## Given task
Take the lines from the one containing "Question. For every instance of the blue sea" through the final line below and restate them exactly. Omit the pictures.

## Input
+ + + + +

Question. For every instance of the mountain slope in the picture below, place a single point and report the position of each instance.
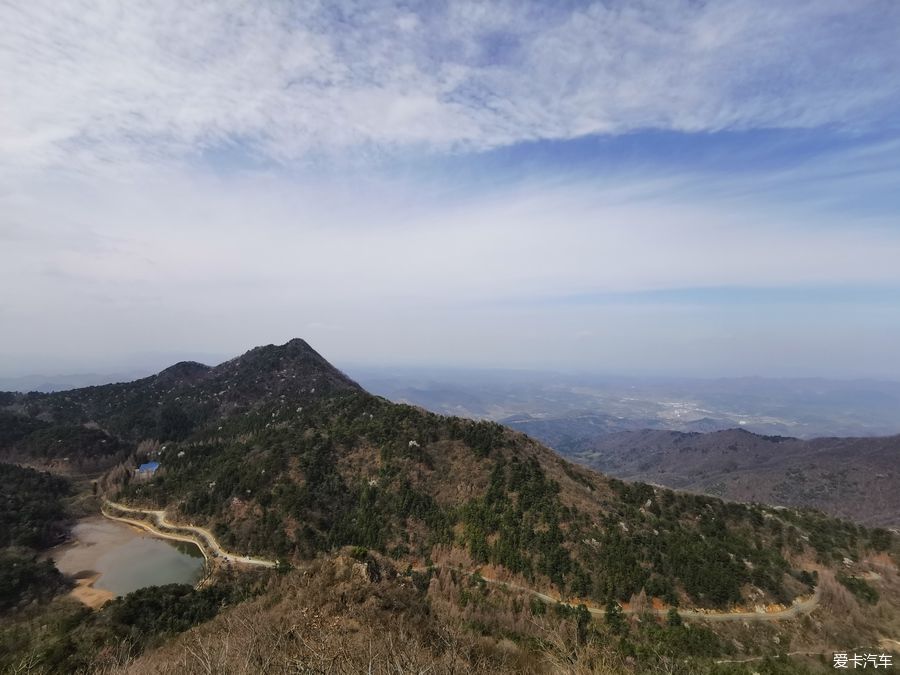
(855, 478)
(278, 453)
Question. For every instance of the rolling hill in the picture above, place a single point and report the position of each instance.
(855, 478)
(279, 453)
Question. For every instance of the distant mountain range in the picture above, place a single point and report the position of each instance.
(856, 478)
(578, 406)
(280, 454)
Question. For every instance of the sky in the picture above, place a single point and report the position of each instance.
(673, 187)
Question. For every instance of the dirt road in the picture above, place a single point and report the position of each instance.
(199, 535)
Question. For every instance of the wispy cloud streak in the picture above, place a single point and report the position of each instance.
(92, 83)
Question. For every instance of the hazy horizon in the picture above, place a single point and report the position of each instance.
(470, 185)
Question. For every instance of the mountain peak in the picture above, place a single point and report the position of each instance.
(293, 363)
(183, 371)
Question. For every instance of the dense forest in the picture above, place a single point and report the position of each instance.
(32, 518)
(673, 546)
(389, 513)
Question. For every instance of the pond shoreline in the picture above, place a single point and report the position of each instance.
(108, 557)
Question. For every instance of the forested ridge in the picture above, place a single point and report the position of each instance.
(282, 456)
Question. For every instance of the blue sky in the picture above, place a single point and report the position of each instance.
(633, 187)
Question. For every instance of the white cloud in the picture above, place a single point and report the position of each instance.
(85, 83)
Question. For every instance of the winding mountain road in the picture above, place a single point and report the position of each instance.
(207, 540)
(208, 544)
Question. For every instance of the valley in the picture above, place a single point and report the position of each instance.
(282, 469)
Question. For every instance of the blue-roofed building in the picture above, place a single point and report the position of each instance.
(147, 469)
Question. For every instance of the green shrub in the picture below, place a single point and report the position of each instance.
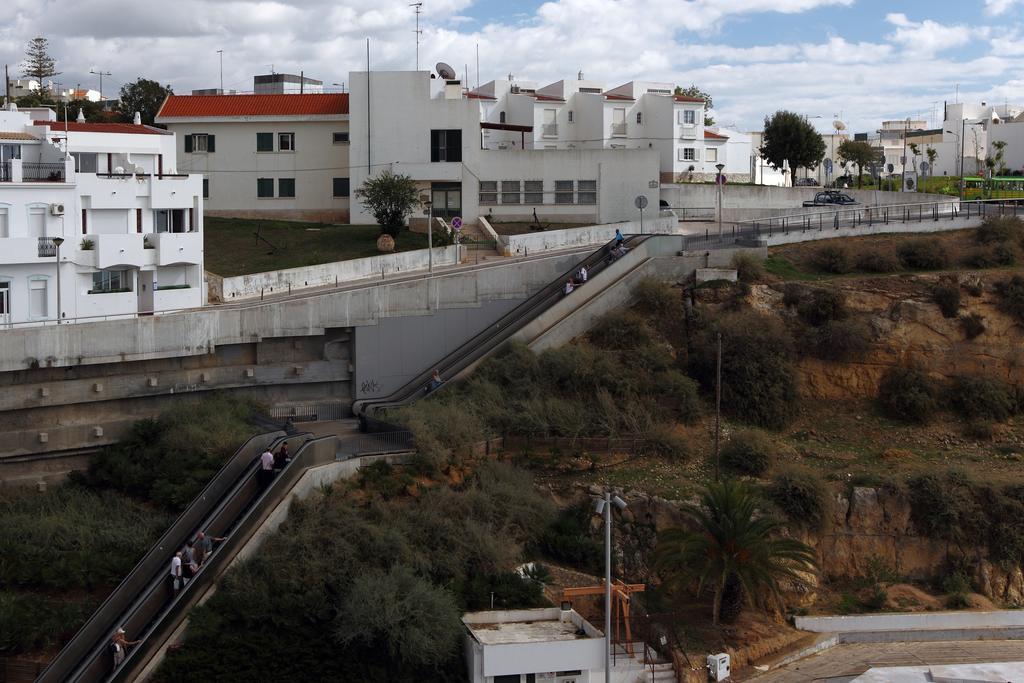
(973, 325)
(833, 258)
(1012, 297)
(822, 306)
(997, 229)
(655, 297)
(749, 267)
(620, 330)
(758, 378)
(946, 297)
(840, 340)
(981, 398)
(923, 254)
(801, 495)
(749, 452)
(908, 394)
(871, 260)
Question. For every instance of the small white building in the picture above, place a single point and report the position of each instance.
(131, 227)
(267, 156)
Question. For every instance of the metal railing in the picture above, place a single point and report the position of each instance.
(850, 217)
(39, 172)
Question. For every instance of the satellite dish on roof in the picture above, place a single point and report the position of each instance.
(444, 71)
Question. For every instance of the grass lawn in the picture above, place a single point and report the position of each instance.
(231, 247)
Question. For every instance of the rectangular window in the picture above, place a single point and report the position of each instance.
(535, 191)
(563, 191)
(38, 298)
(264, 187)
(488, 191)
(445, 145)
(510, 191)
(588, 191)
(341, 186)
(107, 282)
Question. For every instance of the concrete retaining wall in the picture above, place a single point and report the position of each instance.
(329, 274)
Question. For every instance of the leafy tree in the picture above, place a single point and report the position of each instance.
(788, 137)
(390, 198)
(694, 91)
(144, 96)
(858, 153)
(735, 548)
(38, 62)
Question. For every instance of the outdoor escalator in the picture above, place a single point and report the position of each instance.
(487, 340)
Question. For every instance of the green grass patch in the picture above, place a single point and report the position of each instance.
(231, 247)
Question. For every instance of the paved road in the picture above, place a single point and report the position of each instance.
(845, 662)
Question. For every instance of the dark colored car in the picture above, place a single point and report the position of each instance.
(830, 198)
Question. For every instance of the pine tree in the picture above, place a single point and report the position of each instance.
(38, 62)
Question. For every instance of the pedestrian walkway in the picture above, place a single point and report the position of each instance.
(847, 662)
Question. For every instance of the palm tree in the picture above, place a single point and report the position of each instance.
(734, 545)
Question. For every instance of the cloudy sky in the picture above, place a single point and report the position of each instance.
(865, 59)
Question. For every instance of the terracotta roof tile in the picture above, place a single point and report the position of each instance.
(238, 105)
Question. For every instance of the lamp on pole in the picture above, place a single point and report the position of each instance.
(56, 243)
(718, 181)
(604, 508)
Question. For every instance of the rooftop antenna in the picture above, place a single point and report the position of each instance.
(418, 7)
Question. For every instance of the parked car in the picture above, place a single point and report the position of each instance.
(830, 198)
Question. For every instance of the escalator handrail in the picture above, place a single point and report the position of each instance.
(96, 629)
(403, 394)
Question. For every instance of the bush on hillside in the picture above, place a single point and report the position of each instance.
(749, 452)
(871, 260)
(801, 495)
(908, 394)
(758, 378)
(981, 398)
(822, 306)
(998, 229)
(946, 297)
(923, 254)
(833, 258)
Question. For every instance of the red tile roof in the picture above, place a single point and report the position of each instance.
(238, 105)
(76, 127)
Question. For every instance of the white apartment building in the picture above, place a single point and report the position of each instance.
(265, 156)
(449, 140)
(131, 227)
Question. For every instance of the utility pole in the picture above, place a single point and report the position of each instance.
(418, 8)
(100, 74)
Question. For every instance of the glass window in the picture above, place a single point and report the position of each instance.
(264, 187)
(38, 298)
(286, 186)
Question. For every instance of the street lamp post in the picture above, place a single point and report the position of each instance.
(604, 508)
(718, 181)
(56, 243)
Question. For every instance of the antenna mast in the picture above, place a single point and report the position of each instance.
(418, 7)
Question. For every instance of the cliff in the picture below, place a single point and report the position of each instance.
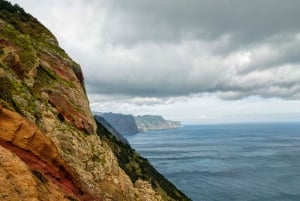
(123, 123)
(129, 124)
(111, 129)
(50, 145)
(154, 122)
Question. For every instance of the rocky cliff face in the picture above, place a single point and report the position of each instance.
(129, 124)
(50, 147)
(123, 123)
(154, 122)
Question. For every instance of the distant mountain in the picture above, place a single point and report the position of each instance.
(129, 124)
(122, 123)
(154, 122)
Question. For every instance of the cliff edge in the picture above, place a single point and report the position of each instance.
(50, 145)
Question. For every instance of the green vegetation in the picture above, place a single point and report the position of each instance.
(40, 176)
(138, 167)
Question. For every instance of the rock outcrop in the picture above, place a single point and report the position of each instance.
(130, 124)
(123, 123)
(50, 145)
(154, 122)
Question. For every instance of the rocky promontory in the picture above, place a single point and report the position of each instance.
(51, 147)
(130, 124)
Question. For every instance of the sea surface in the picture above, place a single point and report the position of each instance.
(244, 162)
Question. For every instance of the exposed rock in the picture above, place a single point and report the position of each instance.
(130, 124)
(47, 130)
(154, 122)
(123, 123)
(111, 129)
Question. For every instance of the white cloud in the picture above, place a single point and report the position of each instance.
(139, 54)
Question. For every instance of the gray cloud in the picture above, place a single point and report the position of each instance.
(171, 48)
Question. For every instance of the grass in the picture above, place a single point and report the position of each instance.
(137, 167)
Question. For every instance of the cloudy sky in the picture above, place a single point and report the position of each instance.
(198, 61)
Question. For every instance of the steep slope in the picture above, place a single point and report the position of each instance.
(154, 122)
(111, 129)
(130, 124)
(47, 131)
(123, 123)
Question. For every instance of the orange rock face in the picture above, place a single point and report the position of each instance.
(38, 152)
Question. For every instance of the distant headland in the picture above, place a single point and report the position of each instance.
(130, 124)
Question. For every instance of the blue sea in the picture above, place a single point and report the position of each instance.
(243, 162)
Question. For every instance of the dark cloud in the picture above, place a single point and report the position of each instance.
(170, 48)
(174, 20)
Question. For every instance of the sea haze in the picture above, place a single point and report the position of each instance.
(257, 162)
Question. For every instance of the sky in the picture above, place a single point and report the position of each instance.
(197, 61)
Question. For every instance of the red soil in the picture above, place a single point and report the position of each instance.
(60, 176)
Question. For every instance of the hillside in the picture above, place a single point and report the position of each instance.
(154, 122)
(130, 124)
(51, 148)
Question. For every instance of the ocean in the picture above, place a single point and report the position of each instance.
(233, 162)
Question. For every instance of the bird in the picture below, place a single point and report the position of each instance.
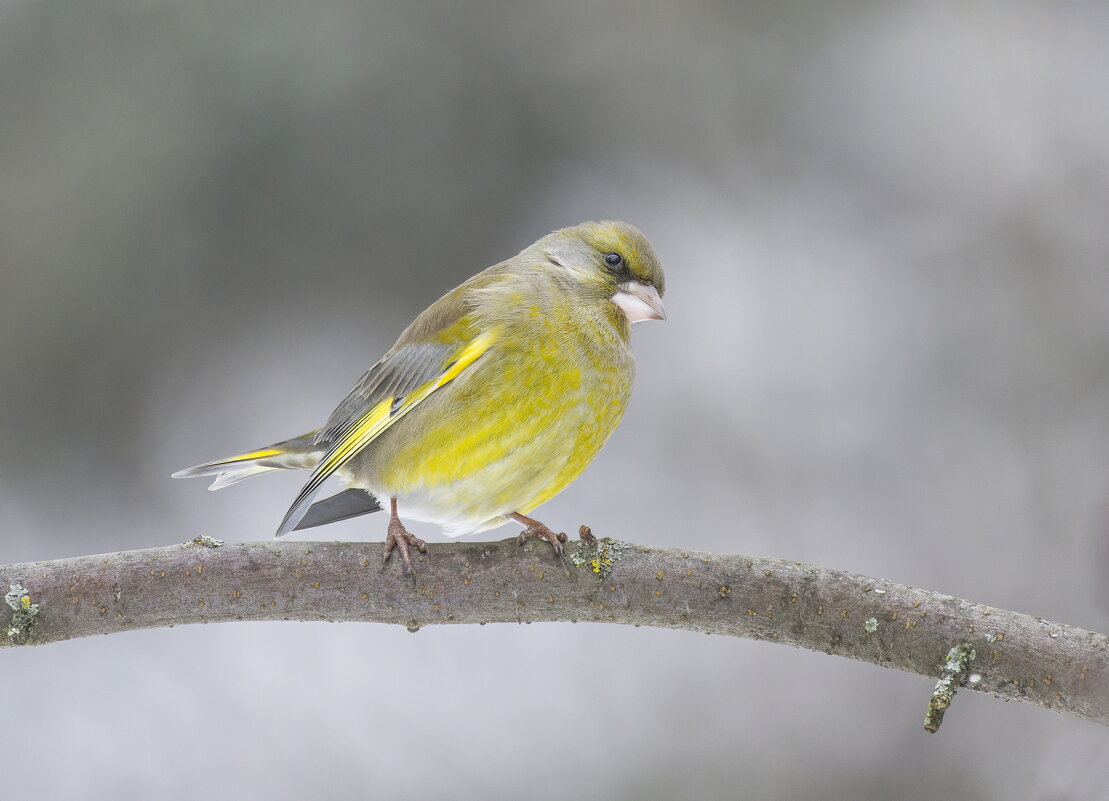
(491, 402)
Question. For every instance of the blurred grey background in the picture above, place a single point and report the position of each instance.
(885, 229)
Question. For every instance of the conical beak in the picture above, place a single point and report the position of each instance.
(639, 302)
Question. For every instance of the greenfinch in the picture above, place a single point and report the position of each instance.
(491, 402)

+ + + + +

## Task result
Question. For every instance of the blue sea in the picture above, place a single point and report the position of each instance.
(243, 162)
Question. For every instance of the dark cloud in the picture above, place a single point and report the position of each instance.
(170, 48)
(174, 20)
Question. For every instance of the sea haze in the picture above, place a single point and report the position of each instance.
(257, 162)
Question. For every instance of the sky in the picture above, place a single point and report the position of each instance.
(197, 61)
Question. For every instance of the red soil in the picture above, place a single point and report the position of each instance.
(60, 176)
Question. For every instance of the hillside in the picture above, place a single point and report the position of each instance.
(154, 122)
(130, 124)
(51, 148)
Question. For every instance of the ocean in the picture above, place a single point and report the position of each instance.
(233, 162)
Question. For every instance of the bird in the picture below, place a single point and report the position of each instance.
(491, 402)
Question. For every instance of the blurred grey background in the picture above, place a single point and report the position of each instance.
(885, 229)
Question. For every instance of the conical beak in the picture above, place a single point and report the position of each instance.
(639, 302)
Question. For every instance of the greenfinch in the picture above, place a single point and report the position of each instance.
(491, 402)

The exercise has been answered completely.